### Given exercise
Extract every line below that contains the string "chair", treating uppercase and lowercase letters as distinct.

┌─ Source data

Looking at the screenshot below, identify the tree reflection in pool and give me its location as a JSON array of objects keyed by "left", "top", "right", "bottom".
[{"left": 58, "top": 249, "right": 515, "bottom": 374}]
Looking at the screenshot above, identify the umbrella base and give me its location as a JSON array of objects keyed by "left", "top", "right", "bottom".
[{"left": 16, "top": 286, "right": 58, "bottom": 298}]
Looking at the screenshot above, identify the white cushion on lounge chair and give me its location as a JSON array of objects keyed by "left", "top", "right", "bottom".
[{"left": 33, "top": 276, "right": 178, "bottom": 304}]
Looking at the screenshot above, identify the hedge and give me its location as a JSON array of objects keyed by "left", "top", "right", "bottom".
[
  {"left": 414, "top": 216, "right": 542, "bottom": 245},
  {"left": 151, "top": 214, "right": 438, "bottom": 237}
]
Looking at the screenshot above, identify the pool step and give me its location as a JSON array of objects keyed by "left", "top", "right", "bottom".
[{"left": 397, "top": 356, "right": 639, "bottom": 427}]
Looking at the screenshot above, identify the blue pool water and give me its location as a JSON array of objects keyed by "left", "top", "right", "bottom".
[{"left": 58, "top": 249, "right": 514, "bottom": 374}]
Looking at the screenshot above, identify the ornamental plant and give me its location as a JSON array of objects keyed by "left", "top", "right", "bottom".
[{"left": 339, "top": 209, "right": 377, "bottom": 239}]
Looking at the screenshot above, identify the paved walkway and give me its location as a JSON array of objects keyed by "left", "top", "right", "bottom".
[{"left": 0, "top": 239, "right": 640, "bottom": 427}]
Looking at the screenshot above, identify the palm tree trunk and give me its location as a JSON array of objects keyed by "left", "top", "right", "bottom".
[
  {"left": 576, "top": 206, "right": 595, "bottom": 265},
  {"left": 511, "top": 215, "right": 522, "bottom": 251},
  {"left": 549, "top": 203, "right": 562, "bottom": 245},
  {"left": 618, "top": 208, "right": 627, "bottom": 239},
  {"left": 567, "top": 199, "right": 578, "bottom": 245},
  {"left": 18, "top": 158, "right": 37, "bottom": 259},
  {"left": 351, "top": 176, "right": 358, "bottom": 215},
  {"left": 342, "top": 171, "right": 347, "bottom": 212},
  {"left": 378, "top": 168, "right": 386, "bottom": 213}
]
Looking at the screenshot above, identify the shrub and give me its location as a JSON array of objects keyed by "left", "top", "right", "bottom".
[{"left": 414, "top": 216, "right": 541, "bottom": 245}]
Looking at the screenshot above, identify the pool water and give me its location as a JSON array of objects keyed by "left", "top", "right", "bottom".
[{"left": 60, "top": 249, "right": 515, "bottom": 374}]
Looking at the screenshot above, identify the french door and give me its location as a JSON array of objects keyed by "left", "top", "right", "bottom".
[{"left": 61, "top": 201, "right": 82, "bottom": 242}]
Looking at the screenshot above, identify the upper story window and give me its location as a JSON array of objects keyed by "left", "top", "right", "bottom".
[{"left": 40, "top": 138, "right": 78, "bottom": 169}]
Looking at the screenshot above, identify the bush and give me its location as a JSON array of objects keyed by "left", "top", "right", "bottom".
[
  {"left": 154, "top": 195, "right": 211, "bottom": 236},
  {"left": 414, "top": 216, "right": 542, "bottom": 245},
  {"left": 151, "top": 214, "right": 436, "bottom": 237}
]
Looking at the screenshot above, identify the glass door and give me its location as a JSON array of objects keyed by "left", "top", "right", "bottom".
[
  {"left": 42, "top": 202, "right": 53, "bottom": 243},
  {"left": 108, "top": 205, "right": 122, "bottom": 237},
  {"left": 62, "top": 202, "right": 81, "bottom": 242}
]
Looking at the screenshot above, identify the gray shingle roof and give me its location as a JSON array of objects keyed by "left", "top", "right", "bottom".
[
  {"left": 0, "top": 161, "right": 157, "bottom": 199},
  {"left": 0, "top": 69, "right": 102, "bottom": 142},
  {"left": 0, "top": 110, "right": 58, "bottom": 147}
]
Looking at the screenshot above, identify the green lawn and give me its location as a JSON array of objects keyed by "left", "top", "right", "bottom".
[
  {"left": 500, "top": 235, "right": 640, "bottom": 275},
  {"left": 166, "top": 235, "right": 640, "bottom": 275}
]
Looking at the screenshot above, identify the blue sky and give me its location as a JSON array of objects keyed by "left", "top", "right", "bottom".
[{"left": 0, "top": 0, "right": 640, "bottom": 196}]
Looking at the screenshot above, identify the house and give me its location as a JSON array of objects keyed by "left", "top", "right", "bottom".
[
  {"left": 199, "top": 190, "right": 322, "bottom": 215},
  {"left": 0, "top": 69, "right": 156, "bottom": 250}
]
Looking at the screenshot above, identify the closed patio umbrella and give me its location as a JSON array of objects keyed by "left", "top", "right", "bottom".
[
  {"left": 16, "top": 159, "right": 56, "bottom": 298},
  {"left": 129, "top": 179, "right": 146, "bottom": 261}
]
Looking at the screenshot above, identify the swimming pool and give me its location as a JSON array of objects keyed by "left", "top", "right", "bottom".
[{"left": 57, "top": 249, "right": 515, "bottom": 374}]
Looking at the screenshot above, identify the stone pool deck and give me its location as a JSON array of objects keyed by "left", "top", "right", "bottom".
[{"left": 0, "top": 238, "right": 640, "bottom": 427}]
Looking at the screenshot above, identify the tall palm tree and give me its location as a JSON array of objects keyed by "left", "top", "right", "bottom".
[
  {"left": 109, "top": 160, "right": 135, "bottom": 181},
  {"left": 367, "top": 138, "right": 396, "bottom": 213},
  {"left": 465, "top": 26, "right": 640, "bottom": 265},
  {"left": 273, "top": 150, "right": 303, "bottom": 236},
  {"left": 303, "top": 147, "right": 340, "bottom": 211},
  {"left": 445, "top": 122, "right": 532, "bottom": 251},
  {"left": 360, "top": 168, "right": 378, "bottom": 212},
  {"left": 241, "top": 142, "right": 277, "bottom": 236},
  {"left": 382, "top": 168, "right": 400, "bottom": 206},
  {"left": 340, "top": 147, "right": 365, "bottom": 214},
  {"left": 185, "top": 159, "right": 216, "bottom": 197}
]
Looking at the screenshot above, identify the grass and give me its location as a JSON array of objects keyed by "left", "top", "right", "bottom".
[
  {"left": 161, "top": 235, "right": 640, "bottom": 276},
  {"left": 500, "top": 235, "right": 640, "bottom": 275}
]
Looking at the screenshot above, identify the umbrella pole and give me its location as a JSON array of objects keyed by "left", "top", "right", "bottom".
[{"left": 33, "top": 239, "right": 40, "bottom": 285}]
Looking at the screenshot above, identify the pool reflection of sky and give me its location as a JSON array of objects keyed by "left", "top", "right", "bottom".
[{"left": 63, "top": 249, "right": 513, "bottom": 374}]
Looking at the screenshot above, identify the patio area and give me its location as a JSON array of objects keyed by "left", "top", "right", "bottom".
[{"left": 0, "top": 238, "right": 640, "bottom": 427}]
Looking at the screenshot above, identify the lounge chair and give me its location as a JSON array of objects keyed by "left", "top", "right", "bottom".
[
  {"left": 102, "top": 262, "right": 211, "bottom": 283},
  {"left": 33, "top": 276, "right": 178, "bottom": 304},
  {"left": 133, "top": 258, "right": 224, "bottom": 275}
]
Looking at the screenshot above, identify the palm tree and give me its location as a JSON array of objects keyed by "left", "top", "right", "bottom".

└─

### Answer for this exercise
Looking at the screenshot above, identify the white cushion on lounge chair and give me its location as a JSON array of objects keyed by "left", "top", "right", "bottom".
Looking at the screenshot above, identify the lounge chair and give me its location as a JSON array of objects keyed by "left", "top", "right", "bottom".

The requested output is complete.